• [TASK GOAL] Without including any picture, copy the entries that follow word for word.

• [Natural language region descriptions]
===============

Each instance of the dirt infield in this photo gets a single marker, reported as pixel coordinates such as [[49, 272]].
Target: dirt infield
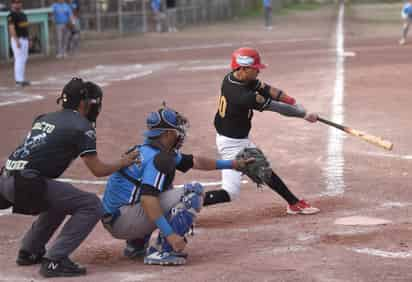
[[365, 83]]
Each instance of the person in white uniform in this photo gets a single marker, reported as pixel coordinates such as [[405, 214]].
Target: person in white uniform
[[19, 38], [406, 14]]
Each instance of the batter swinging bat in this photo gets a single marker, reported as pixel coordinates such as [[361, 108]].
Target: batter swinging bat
[[375, 140]]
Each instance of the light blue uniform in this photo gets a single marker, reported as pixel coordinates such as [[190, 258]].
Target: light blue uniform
[[120, 191], [406, 14], [62, 13]]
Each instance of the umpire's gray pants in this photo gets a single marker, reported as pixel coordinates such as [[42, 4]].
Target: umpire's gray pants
[[133, 222], [64, 199]]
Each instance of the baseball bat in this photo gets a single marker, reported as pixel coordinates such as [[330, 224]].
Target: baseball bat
[[375, 140]]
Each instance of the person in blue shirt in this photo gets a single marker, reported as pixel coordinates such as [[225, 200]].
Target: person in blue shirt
[[267, 7], [74, 28], [63, 18], [159, 15], [139, 199], [406, 14]]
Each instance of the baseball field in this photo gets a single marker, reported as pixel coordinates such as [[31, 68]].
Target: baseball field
[[343, 62]]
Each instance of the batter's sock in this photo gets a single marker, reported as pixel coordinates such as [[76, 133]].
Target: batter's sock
[[277, 185], [216, 197]]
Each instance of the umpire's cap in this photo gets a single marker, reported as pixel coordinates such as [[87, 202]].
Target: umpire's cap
[[76, 90], [163, 120]]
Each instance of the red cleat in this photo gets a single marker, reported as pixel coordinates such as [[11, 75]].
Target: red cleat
[[301, 207]]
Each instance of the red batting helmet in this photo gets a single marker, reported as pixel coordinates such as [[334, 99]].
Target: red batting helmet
[[246, 57]]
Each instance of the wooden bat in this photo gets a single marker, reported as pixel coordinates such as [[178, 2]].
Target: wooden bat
[[375, 140]]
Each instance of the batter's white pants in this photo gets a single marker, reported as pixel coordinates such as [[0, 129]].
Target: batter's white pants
[[20, 57], [228, 149]]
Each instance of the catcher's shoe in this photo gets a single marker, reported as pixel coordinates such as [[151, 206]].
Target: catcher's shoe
[[152, 249], [164, 258], [136, 248], [301, 207], [25, 258]]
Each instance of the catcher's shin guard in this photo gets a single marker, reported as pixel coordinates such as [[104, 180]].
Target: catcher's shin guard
[[181, 219], [183, 215]]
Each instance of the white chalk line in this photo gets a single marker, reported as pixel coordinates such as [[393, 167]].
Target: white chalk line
[[381, 253], [103, 75], [388, 155], [333, 171], [17, 97], [104, 182], [199, 47]]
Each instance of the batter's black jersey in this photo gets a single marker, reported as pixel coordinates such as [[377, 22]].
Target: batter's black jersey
[[235, 109], [19, 20], [55, 140]]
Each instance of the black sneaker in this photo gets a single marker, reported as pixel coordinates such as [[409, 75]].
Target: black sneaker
[[25, 258], [61, 268]]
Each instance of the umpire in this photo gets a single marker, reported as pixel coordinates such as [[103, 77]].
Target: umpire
[[27, 181]]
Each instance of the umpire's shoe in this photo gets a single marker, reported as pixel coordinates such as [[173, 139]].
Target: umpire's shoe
[[136, 248], [61, 268], [164, 258], [25, 258]]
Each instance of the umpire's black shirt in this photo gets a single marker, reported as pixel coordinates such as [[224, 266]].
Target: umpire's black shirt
[[235, 109], [54, 141], [19, 20]]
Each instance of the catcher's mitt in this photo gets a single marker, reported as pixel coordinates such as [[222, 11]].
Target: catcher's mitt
[[260, 169]]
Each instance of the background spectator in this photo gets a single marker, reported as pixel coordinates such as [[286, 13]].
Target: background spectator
[[74, 31], [407, 19], [171, 15], [267, 7], [159, 16], [19, 37], [63, 18]]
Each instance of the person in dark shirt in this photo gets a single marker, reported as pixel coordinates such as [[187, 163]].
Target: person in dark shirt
[[242, 94], [19, 37], [28, 184], [171, 15]]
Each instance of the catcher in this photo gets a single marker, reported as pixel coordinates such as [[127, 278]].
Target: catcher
[[241, 94], [141, 198]]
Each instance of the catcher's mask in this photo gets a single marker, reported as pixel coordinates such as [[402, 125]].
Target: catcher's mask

===============

• [TASK RESPONSE]
Each instance of the dirt infield in this photo gets a single marker, reported as pixel coordinates such as [[49, 272]].
Target: dirt infield
[[365, 83]]
Each instance of the person in white uniform in this photo gets a single marker, reported as pixel coordinates such as [[405, 214]].
Target: person in white uniform
[[19, 38], [406, 14]]
Each instance of the batter swinging bat in this photo gets a single marker, reported as pixel coordinates such as [[361, 108]].
Target: batter swinging bat
[[375, 140]]
Each instance of the light blue uniform in this photo gets a single marker, reported as pixel coordinates such as [[190, 258]].
Target: light blue uniform
[[120, 191], [406, 14], [62, 13]]
Each instance of the umpire's gray pants in this photo gets a single marker, reported as pixel coordinates such as [[42, 4]].
Target: umpire's gray pants
[[133, 222], [64, 199]]
Each instance of the baseball bat in this photo gets a single marker, reported as pixel coordinates such as [[330, 224]].
Target: baseball bat
[[375, 140]]
Each instance of the person in blue shirt in this photo gets a single marker, reported as pixel coordinates such as [[225, 200]].
Target: person in blue shirt
[[267, 7], [74, 28], [63, 18], [159, 15], [139, 199], [406, 14]]
Each instance of the baseball field in this photo gets a single marker, reported as pixel coordinates such as [[31, 68]].
Target: baseball field
[[343, 62]]
Each instance of the batter's sock in this photo gets a single marker, reported as pixel coordinates such as [[76, 133]].
Target: batter's sock
[[277, 185], [216, 197]]
Each instance of the umpire's cap in this photo gets a single marker, reported as pixel coordinates such as [[87, 202]].
Target: umpire's cap
[[76, 90], [163, 120]]
Each instance of the red cleat in this photo gets a single marker, reported as pixel coordinates such as [[11, 75]].
Target: red cleat
[[301, 207]]
Each instance of the red batting helmet in this photo gets a single marker, reported as pixel coordinates such as [[334, 99]].
Target: red batting helmet
[[246, 57]]
Each instance of the wooden bat in this photo gets a single marker, reported as pixel coordinates such as [[178, 2]].
Target: wooden bat
[[375, 140]]
Each instance of the batter's white pants in this photo gets a single marker, reported as pixel coordinates such as [[0, 129]].
Target: batter's white pants
[[20, 57], [228, 149]]
Each instance of the catcher's shoe in this photo gets a single marker, reported as pixel coordinates such as [[151, 206]].
Target: catcher's shoe
[[152, 249], [164, 258], [136, 248], [301, 207], [25, 258]]
Each instance of the catcher's shin guard in this photo gets a single marker, reported as pixel coordinates such as [[104, 180]].
Target: catcher's shin guard
[[181, 219], [183, 215]]
Each instance of the white chalk line in this photo gets a single marker, reported as pixel coordinates such as [[393, 167]].
Target: white chalk line
[[381, 253], [103, 75], [388, 155], [333, 171], [17, 97], [104, 182], [199, 47]]
Each instance of the batter's black jersey in this photo gets a single marker, reported as pixel coordinates such as [[377, 22]].
Target: batter's black jersey
[[235, 109], [19, 20], [55, 140]]
Each instance of the black sneaker in this photo gets a single marker, reported as pixel coordinates such as [[409, 75]].
Target: black sneaker
[[25, 258], [61, 268]]
Each instance of the umpire in this photo gets a single marker, reported as pixel coordinates such as [[103, 77]].
Target: umpire
[[27, 181]]
Each instance of the umpire's shoe in this photo gets a single marker, reported as pixel coordinates such as [[173, 139]].
Target: umpire's shoe
[[136, 248], [61, 268], [164, 258], [25, 258]]
Each instance of the umpire's black shirt in this photo gets a single marker, reported as pixel coordinates such as [[224, 266]].
Target: umpire's black shirt
[[235, 109], [54, 141], [19, 20]]
Each instance of the catcher's mitt in this photo gets a single marker, reported as pixel coordinates such as [[222, 11]].
Target: catcher's mitt
[[260, 169]]
Each instance of the background spectator in this photo gets a single marker, reported as pixel coordinates such as [[286, 13]].
Target: background spectator
[[74, 31], [407, 19], [171, 15], [267, 7], [159, 16], [19, 37], [63, 18]]
Each instance of the person in dark shirt in this photo gets a single marker, reported as pixel coordinates such as [[187, 163]].
Target: person in dark shirt
[[242, 94], [19, 37], [28, 184], [171, 15]]
Each instance of the catcher in this photo gets a single marker, reported as pixel coordinates such as [[127, 278]].
Target: catcher
[[241, 94], [141, 198]]
Each instance of the catcher's mask in this photo gets a single marker, reported as pixel coordinates such as [[402, 125]].
Target: catcher's mask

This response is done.